Given text »
======
6. Is it true that Aquino is honest and
is not corrupt?

 

Noynoy Aquino is honestly  a rabid and violent defender of the big
comprador-landlord class interests of the Cojuangco-Aquino family.  But he is certainly dishonest  when he denies the extreme exploitation of
the farm workers and peasants in Hacienda Luisita,  the swindling done with the use of the stock
distribution option and the violence committed by the military and his own security
personnel.

 

People other than me have pointed out
the corruption of Kamag-Anak Inc. in which Noynoy has been a co-beneficiary and
which supports him now.  While his mother
was president, he got contracts from government agencies for his security agency.  While he was a congressman and senator for so
long, he filed only a handful of bills (none becoming a law) and collected huge
sums of public money.  This is a
manifestation of sloth, incompetence and corruption.

 

7. Who is more competent and more accomplished?
Villar or  Aquino?

 

In terms of service in the reactionary
government, Villar is by far more competent and accomplished.  He was active and productive  in legislative work and became  Speaker of the House and Senate
President.  Noynoy was a noynoy (no
accomplishment) in legislative work. 
Aquino was also a noynoy in business in comparison to Villar.  I need not repeat the rags to riches story.

 

8. Whom do you think will win the
presidential race?

 

JMS: It is difficult to say. And for
the moment I will not dare say.  It is
still either Aquino or Villar.  I have
just been informed that money has been flowing heavily to  the Aquino side from big foreign and local
businessmen for the purpose of stepping up anti-Villar propaganda and buying
those who deliver the votes at various levels. 
Villar does not have a monopoly on money.  There is more money from the moneybags in the
foreign chambers of commerce and the Makati Business Club.

 

9. Whoever shall be the president,
shall there be peace negotiations between the Government of the Republic of the
Philippines and the National Democratic Front of the Philippines?
======
(Point annotations for photos)
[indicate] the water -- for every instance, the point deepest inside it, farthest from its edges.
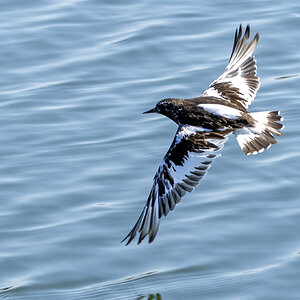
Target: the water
(78, 157)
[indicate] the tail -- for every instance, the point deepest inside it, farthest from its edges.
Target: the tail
(258, 137)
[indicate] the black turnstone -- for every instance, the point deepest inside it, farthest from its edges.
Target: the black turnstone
(204, 123)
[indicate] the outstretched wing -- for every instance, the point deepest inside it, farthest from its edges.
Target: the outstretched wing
(186, 162)
(239, 83)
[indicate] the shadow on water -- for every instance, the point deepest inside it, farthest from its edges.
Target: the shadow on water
======
Exercises »
[a] Answer these questions about the text on Aquino and Villar, one per line:
(i) Which two positions did Villar hold?
(ii) While his mother was president, what did Aquino get government contracts for?
(iii) Which two groups are named as the moneybags that supply more money?
[b] Carry the text on Aquino and Villar forward from the point where it stops.

Response list »
[a]
(i) Speaker of the House and Senate President
(ii) His security agency
(iii) The foreign chambers of commerce and the Makati Business Club

[b]
JMS: 
Because of the worsening socio-economic and political crisis of the
ruling system, I presume that whoever shall be president of the GRP shall seek
peace negotiations with the NDFP.  It is
the lookout of the new president who would overestimate the strength of the
state and its coercive apparatuses and underestimate the crisis and the growing
strength of the revolutionary movement. But as I pointed out  in our interview last week, both Villar and
Aquino have already expressed their willingness to negotiate with the
NDFP.

 

10. Is the NDFP already preparing for
the resumption of the peace negotiations? 
But why is the New People’s Army intensifying its armed offensives?

 

The NDFP is already preparing for the
resumption of the peace negotiations. 
Consultations regarding this are going on among the NDFP panelists,
consultants,  the Philippine-based
leading organs of the CPP and NDFP.  The
NDFP negotiating panel is in frequent touch with the Norwegian government as
third party facilitator.  As soon as a
new president  is elected, whoever he is,
the NDFP is willing to receive his emissary,

 

The best explanations of why the NPA is
intensifying tactical offensives can be found in the messages of the CPP
Central Committee to the CPP rank and file last December 26, 2010 and to the
NPA Red commanders  and fighters  last March 29, 2010. These messages are
available in the website: www.philippinerevolution.net

 

The people’s war is going on precisely
because of the escalating oppression and exploitation of the Filipino people by
the US and the local exploiting classes.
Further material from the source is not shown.